Exercise — Copy out the lines below word for word, from the line containing "Your task is to find the insect eye" through the line containing "[143,149,179,182]", both included.

Data entries —
•••

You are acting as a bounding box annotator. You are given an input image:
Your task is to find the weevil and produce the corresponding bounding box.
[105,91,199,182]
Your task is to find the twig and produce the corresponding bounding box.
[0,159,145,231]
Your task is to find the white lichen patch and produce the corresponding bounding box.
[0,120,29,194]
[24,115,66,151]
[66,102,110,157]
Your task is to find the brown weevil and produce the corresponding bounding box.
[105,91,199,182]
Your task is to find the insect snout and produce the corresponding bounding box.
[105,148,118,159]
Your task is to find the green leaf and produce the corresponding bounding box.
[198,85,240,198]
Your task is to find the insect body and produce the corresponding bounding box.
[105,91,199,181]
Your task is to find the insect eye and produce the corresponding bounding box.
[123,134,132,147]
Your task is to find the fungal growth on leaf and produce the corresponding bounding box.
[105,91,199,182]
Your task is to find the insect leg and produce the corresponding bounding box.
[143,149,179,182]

•••

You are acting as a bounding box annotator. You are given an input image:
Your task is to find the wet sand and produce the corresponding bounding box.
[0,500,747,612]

•••

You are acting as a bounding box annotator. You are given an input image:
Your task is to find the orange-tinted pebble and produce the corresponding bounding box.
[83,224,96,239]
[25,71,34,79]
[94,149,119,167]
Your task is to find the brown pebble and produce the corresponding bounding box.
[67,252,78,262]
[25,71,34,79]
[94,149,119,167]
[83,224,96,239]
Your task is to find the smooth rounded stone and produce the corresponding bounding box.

•••

Problem solution —
Your task is to find the insect eye and produce the corresponding bounding box.
[123,134,132,147]
Your task is to find the fungal growth on leaf and produce the corresponding bounding box.
[105,91,199,182]
Your task is to find the insect leg and produce the corresponding bounding box.
[143,149,179,182]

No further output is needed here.